+++ INFORMATION SUPPLIED
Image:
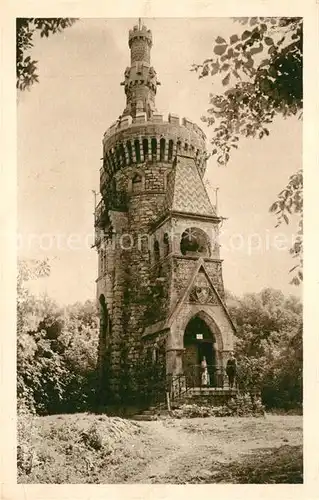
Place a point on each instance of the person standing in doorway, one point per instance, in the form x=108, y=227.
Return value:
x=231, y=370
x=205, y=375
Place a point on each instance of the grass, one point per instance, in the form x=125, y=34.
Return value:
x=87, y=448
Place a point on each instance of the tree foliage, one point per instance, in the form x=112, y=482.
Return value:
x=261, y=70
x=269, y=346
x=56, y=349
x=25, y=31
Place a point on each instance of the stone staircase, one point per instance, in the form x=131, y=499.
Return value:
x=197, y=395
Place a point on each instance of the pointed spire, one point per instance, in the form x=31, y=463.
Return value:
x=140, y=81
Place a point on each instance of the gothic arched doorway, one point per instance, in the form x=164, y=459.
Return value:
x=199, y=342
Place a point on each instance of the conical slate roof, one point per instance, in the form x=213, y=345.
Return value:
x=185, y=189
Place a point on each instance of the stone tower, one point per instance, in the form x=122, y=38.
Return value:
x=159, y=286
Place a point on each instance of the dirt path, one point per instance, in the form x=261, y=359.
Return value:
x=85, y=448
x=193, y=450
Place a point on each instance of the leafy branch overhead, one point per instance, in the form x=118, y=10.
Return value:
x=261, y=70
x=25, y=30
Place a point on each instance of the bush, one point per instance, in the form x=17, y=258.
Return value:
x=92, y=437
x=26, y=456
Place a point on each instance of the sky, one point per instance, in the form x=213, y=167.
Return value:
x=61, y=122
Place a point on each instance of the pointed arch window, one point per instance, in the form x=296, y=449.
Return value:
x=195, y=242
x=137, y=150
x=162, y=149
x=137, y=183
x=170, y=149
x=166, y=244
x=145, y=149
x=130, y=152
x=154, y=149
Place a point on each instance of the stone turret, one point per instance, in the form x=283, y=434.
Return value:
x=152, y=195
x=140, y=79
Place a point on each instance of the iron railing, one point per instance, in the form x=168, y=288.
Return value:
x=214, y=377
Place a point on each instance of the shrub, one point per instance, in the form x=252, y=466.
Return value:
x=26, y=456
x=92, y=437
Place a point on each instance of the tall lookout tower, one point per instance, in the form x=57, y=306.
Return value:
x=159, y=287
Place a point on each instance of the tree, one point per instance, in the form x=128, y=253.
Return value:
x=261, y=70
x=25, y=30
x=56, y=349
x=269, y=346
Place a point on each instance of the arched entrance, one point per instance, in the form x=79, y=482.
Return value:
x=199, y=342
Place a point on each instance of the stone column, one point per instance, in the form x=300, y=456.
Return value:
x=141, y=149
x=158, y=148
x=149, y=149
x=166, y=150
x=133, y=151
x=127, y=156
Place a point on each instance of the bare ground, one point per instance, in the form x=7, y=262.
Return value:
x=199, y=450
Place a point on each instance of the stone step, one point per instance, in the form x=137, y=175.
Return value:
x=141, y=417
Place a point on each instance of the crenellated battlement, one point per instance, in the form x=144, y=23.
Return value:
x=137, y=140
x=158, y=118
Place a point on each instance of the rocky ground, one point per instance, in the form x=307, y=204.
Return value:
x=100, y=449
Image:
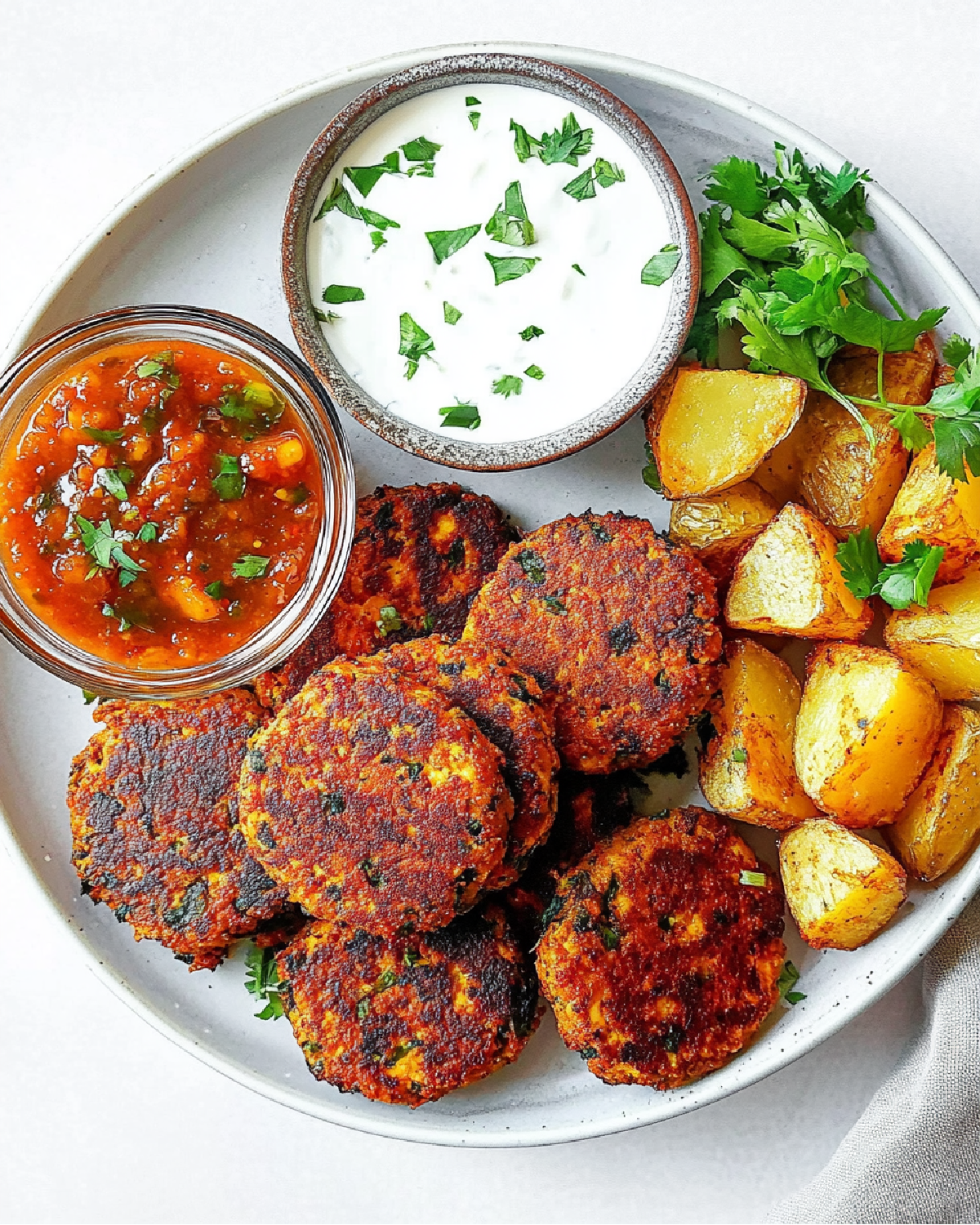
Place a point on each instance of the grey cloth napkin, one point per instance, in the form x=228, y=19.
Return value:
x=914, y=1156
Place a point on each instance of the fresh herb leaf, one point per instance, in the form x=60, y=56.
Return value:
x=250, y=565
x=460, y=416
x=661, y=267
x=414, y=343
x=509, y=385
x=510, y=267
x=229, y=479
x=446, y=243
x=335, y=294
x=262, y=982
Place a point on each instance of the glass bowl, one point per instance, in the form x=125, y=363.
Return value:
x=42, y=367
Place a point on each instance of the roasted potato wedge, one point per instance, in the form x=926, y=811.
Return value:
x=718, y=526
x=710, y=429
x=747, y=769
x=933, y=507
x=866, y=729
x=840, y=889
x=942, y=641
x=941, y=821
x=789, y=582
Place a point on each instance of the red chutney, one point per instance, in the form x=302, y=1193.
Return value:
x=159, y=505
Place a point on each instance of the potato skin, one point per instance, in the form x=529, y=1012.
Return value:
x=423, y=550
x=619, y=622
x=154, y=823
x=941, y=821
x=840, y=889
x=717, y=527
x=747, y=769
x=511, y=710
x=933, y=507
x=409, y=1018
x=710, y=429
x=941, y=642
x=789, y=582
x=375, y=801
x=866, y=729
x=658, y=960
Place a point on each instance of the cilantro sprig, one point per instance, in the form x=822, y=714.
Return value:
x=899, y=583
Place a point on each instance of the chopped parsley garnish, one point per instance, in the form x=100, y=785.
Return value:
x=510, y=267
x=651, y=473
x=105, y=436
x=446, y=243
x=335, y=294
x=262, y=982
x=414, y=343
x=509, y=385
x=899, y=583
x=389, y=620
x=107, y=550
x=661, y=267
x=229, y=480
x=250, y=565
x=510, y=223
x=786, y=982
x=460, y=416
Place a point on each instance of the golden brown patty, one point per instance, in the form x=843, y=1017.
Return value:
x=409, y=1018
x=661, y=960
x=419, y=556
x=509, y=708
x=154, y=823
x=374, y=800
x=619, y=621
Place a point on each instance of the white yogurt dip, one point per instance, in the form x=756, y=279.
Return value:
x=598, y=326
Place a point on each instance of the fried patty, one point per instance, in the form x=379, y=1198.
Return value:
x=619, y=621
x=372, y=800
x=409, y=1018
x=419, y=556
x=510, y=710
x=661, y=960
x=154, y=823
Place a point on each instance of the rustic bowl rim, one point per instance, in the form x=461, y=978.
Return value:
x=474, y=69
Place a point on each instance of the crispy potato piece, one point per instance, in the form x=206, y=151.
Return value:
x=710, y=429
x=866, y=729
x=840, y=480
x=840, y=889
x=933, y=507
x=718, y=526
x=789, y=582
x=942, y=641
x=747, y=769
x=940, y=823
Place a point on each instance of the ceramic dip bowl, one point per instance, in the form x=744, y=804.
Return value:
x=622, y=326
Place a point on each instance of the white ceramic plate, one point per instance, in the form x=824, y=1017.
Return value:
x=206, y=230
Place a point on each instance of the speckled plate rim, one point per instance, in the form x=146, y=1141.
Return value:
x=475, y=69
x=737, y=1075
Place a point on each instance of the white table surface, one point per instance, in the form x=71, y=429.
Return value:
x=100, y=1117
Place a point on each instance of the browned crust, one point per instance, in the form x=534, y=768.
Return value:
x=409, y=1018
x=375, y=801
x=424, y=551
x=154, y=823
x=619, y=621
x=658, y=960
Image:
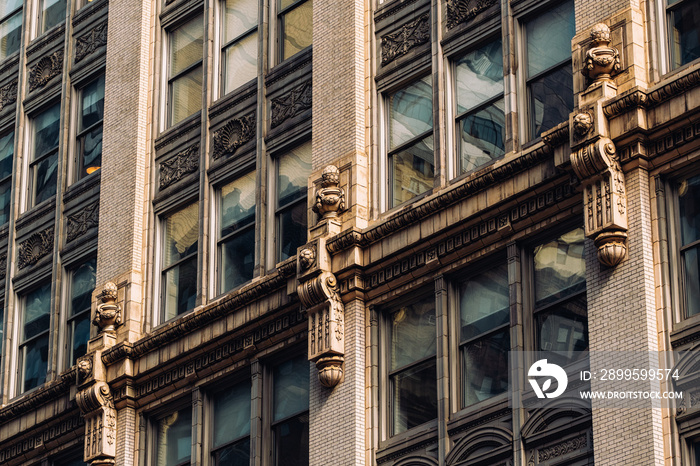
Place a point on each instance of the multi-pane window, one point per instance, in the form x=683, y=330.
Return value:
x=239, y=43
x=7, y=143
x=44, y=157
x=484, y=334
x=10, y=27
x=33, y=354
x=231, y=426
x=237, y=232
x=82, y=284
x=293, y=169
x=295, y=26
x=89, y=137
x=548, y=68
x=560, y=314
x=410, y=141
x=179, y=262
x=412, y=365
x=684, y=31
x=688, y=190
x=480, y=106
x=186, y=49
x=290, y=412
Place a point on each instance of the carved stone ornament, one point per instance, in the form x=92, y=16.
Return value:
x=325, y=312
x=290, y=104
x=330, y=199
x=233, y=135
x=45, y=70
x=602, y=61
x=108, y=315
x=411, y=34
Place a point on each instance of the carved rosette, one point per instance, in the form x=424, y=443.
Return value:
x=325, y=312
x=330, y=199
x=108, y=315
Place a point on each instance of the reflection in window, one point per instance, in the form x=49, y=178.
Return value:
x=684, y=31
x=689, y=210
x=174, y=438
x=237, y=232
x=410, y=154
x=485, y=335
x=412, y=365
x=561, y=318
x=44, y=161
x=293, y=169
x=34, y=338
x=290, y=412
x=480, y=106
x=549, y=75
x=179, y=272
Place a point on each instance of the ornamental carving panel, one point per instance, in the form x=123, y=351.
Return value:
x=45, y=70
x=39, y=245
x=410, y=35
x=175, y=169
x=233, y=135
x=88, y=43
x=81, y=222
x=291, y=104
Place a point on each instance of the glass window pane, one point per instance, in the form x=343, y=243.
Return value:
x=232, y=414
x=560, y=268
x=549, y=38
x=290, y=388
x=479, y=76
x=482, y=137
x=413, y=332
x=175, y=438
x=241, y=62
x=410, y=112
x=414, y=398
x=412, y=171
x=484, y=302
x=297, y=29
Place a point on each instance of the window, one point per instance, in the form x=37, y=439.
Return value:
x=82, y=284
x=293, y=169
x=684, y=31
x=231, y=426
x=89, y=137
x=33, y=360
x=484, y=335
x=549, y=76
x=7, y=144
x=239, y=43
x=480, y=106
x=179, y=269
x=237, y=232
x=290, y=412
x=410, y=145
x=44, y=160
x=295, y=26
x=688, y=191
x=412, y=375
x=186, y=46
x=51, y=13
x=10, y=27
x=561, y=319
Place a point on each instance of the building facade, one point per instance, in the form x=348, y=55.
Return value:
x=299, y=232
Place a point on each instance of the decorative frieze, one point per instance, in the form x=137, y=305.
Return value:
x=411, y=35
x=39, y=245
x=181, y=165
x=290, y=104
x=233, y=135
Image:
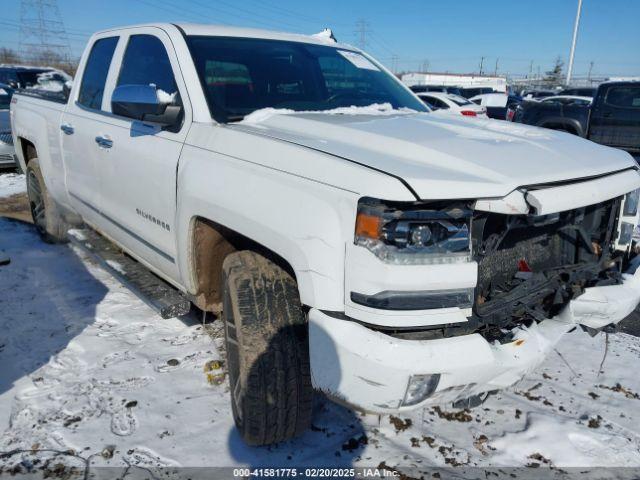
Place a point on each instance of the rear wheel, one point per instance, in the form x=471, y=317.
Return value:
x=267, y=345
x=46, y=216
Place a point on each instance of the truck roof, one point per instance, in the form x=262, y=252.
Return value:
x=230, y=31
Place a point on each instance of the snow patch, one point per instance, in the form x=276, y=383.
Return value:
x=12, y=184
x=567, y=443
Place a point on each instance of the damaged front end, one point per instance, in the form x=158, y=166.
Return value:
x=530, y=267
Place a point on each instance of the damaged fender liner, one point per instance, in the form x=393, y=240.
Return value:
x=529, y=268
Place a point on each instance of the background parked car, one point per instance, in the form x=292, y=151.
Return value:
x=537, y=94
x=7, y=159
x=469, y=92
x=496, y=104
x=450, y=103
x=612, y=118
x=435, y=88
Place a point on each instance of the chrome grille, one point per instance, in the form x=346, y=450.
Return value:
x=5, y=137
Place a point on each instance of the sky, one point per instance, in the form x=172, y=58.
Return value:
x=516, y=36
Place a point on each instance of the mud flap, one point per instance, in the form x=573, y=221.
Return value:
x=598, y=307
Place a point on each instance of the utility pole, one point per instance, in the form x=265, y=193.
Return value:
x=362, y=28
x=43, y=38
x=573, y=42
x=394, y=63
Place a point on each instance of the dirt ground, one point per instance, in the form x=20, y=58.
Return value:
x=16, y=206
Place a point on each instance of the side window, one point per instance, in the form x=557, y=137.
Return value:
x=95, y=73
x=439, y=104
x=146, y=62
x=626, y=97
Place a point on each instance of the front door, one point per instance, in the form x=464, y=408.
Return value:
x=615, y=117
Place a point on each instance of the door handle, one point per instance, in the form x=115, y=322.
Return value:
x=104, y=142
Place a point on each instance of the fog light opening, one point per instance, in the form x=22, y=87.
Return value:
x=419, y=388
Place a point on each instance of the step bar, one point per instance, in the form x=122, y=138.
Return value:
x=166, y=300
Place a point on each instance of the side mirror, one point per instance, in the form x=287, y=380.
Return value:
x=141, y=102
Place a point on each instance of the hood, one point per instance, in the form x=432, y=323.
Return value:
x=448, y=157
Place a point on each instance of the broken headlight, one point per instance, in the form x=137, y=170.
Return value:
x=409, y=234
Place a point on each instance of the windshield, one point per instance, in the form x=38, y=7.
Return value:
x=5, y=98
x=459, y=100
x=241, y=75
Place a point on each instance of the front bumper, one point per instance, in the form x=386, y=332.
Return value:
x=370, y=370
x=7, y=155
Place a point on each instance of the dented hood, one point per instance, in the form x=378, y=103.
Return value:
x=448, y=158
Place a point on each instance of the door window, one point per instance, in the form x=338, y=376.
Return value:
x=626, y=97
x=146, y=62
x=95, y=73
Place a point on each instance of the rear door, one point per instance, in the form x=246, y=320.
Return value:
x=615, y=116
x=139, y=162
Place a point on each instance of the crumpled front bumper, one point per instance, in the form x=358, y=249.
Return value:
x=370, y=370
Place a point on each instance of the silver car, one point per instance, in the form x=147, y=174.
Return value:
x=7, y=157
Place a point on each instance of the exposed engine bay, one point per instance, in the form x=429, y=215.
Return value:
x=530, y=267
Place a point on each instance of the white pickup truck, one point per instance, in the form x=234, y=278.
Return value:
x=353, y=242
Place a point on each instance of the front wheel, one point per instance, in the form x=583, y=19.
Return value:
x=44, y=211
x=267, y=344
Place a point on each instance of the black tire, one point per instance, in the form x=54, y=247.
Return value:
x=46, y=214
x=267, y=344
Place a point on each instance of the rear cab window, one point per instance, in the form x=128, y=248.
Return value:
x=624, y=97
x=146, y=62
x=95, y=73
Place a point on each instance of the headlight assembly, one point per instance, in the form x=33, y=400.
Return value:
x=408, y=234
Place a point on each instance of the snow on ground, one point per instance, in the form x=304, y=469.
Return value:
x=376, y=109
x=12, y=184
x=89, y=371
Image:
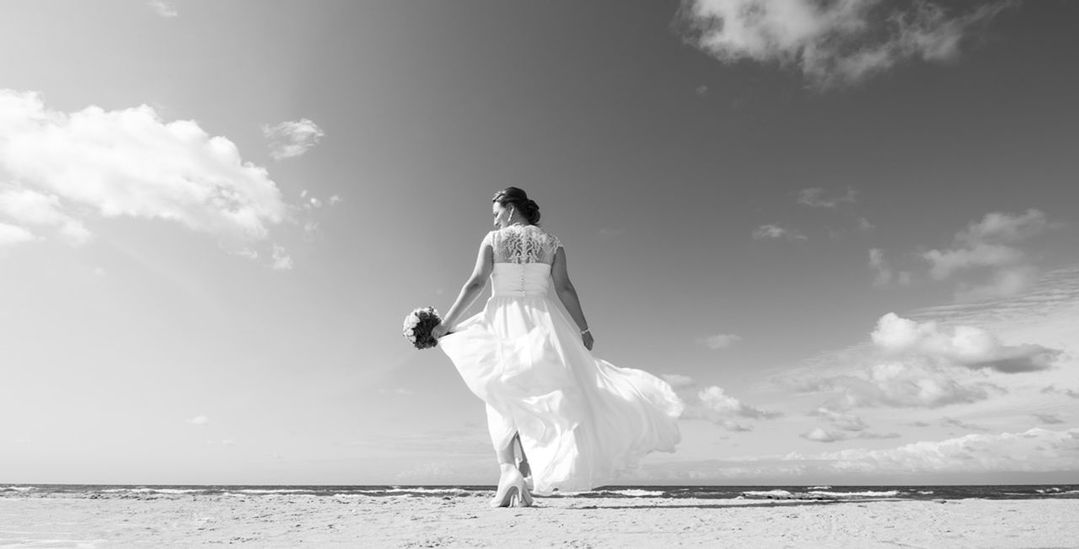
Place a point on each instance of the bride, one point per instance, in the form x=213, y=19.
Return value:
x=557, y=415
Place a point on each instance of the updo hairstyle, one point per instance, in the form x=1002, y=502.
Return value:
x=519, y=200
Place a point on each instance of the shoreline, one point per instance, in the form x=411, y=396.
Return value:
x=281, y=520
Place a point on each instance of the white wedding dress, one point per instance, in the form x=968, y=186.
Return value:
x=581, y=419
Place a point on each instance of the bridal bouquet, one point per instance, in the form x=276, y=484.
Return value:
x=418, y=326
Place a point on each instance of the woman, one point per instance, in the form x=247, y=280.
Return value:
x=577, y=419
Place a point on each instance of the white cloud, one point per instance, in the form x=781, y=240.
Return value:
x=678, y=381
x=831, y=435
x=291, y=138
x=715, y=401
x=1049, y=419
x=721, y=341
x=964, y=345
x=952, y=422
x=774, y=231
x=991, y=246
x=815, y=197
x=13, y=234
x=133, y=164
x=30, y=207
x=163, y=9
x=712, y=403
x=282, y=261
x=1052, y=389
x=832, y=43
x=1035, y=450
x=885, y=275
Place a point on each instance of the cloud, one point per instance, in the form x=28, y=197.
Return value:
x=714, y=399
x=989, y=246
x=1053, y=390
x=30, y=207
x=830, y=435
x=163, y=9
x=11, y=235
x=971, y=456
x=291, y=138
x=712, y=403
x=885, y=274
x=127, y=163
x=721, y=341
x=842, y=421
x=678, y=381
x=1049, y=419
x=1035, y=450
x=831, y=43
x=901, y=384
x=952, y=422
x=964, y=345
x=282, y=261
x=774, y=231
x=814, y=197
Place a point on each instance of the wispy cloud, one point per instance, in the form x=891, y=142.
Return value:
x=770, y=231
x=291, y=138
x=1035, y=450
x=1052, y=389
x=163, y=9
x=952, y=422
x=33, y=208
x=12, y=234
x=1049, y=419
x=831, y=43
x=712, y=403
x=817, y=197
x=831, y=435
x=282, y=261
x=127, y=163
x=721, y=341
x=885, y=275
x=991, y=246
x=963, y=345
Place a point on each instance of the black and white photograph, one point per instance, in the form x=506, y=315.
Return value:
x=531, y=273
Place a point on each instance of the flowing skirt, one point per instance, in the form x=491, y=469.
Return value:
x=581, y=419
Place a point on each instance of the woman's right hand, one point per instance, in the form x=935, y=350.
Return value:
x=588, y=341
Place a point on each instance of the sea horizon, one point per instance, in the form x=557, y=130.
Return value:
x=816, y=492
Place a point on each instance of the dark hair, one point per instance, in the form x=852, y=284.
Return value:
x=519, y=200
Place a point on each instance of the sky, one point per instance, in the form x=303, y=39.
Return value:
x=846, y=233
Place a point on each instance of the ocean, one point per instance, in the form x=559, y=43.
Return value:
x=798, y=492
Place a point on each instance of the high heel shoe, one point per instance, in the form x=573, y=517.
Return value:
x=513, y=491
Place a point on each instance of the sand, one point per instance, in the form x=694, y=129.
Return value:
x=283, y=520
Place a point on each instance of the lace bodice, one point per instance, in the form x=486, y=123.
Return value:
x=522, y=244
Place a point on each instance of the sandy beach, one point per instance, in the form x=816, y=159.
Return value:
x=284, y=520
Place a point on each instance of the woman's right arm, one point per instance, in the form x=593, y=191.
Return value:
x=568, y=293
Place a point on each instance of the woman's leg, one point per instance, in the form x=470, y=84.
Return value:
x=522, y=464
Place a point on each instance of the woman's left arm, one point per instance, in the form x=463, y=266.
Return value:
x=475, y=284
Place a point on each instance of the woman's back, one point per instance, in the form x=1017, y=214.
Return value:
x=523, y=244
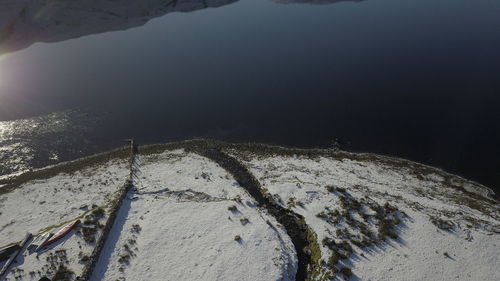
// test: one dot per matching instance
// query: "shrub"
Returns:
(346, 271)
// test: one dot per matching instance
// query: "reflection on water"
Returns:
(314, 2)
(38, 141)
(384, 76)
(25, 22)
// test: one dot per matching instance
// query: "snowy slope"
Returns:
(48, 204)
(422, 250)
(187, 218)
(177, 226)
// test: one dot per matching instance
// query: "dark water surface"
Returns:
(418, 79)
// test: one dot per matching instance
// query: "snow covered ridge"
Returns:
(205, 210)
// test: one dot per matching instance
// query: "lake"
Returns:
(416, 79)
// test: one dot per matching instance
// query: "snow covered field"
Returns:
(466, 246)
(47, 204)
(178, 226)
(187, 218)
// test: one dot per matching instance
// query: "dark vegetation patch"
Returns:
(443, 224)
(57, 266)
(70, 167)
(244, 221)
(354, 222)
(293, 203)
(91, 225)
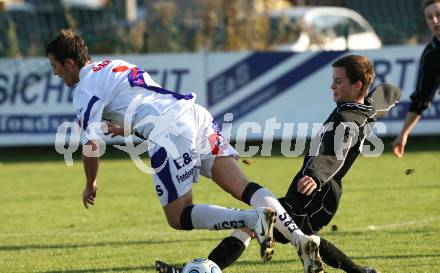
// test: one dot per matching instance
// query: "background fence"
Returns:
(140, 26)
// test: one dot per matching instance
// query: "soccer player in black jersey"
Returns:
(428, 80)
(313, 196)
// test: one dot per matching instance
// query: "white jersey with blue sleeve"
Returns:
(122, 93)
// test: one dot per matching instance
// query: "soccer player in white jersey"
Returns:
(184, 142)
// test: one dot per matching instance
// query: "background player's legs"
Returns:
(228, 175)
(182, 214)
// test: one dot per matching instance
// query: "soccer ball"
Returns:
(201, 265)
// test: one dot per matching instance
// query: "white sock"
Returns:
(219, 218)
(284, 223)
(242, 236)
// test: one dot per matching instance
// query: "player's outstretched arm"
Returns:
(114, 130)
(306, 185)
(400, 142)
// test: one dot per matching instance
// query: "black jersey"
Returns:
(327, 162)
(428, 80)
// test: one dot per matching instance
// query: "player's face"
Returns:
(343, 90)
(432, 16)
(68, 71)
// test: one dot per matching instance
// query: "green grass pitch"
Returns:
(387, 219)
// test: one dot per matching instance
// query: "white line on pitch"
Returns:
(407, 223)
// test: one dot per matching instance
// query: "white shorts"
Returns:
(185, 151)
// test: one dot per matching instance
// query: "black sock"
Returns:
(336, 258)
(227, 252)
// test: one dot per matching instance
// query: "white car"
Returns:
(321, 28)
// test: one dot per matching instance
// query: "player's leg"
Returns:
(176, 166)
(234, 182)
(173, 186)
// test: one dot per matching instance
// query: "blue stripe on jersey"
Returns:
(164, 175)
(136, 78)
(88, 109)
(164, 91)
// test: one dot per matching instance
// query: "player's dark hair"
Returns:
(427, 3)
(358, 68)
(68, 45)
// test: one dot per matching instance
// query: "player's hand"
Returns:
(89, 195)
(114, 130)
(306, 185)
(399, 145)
++++++
Only a number is wanted: how many lines of the data above contain "potato"?

3